> ABOUT THIS TASK
Reproduce each entry below exactly, without omitting any.

(Saved entries)
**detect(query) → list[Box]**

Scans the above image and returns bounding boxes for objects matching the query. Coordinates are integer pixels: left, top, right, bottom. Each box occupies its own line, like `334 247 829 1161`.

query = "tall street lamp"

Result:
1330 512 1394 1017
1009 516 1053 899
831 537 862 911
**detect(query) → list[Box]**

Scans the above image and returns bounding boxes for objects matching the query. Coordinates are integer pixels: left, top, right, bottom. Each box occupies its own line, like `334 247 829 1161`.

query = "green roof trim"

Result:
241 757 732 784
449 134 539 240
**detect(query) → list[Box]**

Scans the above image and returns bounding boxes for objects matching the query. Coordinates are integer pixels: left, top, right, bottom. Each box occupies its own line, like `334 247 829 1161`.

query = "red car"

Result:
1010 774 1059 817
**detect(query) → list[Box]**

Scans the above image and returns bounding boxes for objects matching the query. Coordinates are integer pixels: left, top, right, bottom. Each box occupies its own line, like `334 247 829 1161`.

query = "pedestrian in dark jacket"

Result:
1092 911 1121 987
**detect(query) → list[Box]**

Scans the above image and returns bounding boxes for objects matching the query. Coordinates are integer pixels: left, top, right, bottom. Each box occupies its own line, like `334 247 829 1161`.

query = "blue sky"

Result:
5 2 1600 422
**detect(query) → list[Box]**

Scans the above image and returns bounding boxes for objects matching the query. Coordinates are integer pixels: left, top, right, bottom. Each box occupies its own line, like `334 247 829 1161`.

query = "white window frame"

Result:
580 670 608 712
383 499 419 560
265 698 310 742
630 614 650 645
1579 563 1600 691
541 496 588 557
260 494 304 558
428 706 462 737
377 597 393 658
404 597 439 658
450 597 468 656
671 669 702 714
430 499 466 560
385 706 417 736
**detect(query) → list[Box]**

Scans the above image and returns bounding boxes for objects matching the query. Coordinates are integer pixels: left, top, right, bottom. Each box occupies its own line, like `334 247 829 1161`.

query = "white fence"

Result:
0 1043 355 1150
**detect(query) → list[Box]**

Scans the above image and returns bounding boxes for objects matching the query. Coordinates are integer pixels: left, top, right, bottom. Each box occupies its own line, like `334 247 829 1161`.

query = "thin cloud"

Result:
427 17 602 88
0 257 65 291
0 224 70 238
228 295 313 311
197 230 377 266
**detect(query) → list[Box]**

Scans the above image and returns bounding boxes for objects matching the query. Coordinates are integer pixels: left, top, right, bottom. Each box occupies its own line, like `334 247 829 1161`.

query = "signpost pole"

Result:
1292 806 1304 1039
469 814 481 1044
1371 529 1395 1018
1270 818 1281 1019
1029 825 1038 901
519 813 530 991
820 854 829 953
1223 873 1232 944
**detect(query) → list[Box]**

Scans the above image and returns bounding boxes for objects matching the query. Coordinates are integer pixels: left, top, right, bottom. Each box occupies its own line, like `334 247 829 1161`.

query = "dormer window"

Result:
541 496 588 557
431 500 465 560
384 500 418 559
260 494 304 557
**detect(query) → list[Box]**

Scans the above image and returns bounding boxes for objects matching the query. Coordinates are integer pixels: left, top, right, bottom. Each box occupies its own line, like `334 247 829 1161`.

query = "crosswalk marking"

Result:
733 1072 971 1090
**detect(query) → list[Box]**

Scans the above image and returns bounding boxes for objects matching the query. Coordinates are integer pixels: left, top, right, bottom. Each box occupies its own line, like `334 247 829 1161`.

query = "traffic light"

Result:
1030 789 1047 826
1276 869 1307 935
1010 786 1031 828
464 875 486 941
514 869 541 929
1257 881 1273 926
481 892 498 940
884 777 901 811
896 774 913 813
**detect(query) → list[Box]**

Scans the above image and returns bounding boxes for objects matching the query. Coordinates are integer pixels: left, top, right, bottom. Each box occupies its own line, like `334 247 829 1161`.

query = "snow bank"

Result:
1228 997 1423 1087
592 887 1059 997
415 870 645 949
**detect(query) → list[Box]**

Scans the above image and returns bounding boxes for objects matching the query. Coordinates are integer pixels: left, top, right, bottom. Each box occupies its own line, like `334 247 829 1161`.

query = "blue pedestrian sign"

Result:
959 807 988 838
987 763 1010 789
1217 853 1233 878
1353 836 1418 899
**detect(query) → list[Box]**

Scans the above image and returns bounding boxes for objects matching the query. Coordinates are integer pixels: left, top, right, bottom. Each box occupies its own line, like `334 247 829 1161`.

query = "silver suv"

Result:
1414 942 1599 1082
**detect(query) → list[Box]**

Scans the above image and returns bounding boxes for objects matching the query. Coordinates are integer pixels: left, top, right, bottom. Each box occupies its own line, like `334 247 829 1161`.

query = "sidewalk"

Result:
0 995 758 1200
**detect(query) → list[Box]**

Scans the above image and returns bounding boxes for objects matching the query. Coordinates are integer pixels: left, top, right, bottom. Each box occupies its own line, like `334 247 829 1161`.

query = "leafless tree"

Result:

> TASK OUTPUT
**detect(query) → list[Box]**

Scans the above image and returns bounding boxes for objects matching the query. Coordinates are integer pixels: left, top, right, bottom. Each box occupies its own line, like `334 247 829 1161`.

query = "tall street lamp"

Result:
1330 512 1394 1017
1009 516 1053 899
831 537 862 911
**detect(query) → list[Box]**

Scans the above image and returns bounding boxes for objects matching the query. Coordinates are integer pixels: left, top, right, bottom. Each box occupies its own line, like `334 247 829 1161`.

query = "green roof trim"

Result:
241 757 732 784
449 134 539 240
**detect(query) → list[Box]**

Scans the above image and returns bounding boxes for objects matching the query. Coordinates are integer pixels: left, top, right, bottom. Each box occupies its own line, like `334 247 829 1161`.

query = "red car"

Result:
1010 774 1059 817
**detect(query) → list[Box]**

Scans the above image and returns bounding boxes for objects matching the query. Coordinates are integer pixels: left, top, right, bottom. Each box occupies its own line, like `334 247 829 1161`.

query = "pedestrian in dark jacket"

Result:
1092 911 1121 987
**detect(query) → list[Box]**

Scans the above image and returns bounding boxes for objects matching the query. Coordinates are integer pixels: left, top, right, bottom. Each box occupies its own line, like `334 247 829 1161`.

query = "blue sky"

Result:
5 2 1600 422
**detect(query) → list[Box]**

Scans the above image and returns bounding boxes for objects matching the query. Coordinates are integer pixels: left, top, right, bottom. Each box occupies its own line, like `334 247 829 1161`.

query = "white window frame"

Result:
580 670 608 712
383 499 419 560
265 698 310 742
630 614 650 645
1579 563 1600 691
541 496 588 557
260 494 304 558
428 706 462 737
377 597 393 658
404 597 439 658
450 597 468 656
671 669 702 714
430 499 466 560
385 706 417 736
**detect(query) → list[Box]**

Scans the above image and returns bounding boxes for objects matching the query. Coordinates are integer pixels: left, top, right, bottom. Each box occupies its own line, like `334 247 829 1161`.

query = "white fence"

Result:
0 1043 355 1150
**detect(query) → list[Box]**

Scans the above image and returns bounding boxes for objects matching the query. Coordinates are integer pixels: left, top, right, bottom. Each box occupies its own line, like `334 247 829 1161`.

query = "thin cloud"

Result:
427 17 602 88
0 257 65 291
0 224 70 238
228 295 313 311
197 230 377 266
**detect(query) → list[Box]**

Scans the above image and returns bounding boxes for objects matching the query. Coordinates are integer pixels: left, top, right, bottom. Each box occupies its own line, like `334 247 829 1161`.

query = "signpost pole"

Result:
1292 806 1304 1039
469 814 481 1044
1371 529 1395 1018
1270 818 1281 1019
1029 825 1038 901
519 813 530 991
820 854 829 953
1223 873 1232 944
**detect(query) → list[Box]**

Scans the above image and returns bounding boxes for objects matching the query. Coordinates are integer pixels: left, top, right, bottom. Each box occupies its own line, like `334 247 829 1161`.

query = "dormer window"

Result:
541 496 588 557
431 500 465 560
384 500 418 559
260 494 304 557
**detect(query) → list[Box]**

Scans the above image and returns bounding boxes for objects matching the query. Coordinates are integer pixels: left, top, right, bottom. Each box occupies its own line, like `334 247 829 1161`.

query = "crosswalk marking"

Result:
733 1072 971 1090
**detect(query) → list[Box]**

Scans the above image and returns bounding boxes for objects matching the query. Coordinates are integer pixels: left, top, right, bottom. Each box occupies its own line, like `334 247 829 1161`.

query = "traffic light"

Result:
1030 789 1047 826
1276 869 1307 935
1010 786 1031 828
464 875 486 941
514 869 541 929
1257 881 1273 926
481 892 498 940
884 777 901 811
896 774 913 813
**detect(query) → list[Box]**

Scans the above image and returns bounding boxes for objects matching the query. Coordinates are integer pixels: left, top, right, bottom. Each box occupies its own line, like `334 247 829 1161`.

query = "snow bank"

Result:
1228 997 1423 1087
592 887 1059 997
415 870 645 949
**detect(query) → list[Box]**

Scans the above image and returns bounding boxes for objects matching the query. Coordinates are integer pixels: left, top, right, bottom. Each box occupies its own line, like `334 247 829 1161`.

query = "blue pedestrian sign"

Result:
959 807 988 838
987 763 1010 789
1217 853 1233 878
1353 836 1418 899
**detect(query) → list[Box]**

Scans the above image and returns bounding boxes for objects matching the query. Coordinates are integer pixels: left, top, right, bottom. Each box occupies its own line, like `334 247 829 1161`.

query = "silver suv"

Result:
1414 942 1599 1082
**detect(query) → list[Box]**

Scans the above image and returns bounding boxes for objects matching the query. Coordinates are integer pixels: left, top, right, bottom. Each box occupies its own line, like `334 247 829 1161`.

query = "sidewalk"

Result:
0 995 758 1200
**detect(query) → list[Box]**

Scans the above image and returns bounding boxes for objects matching the query. Coordinates are integer pixels: left, top, right, bottom. Each box occupies its own line, like `334 247 829 1161`.

query = "leafless tree"

Result:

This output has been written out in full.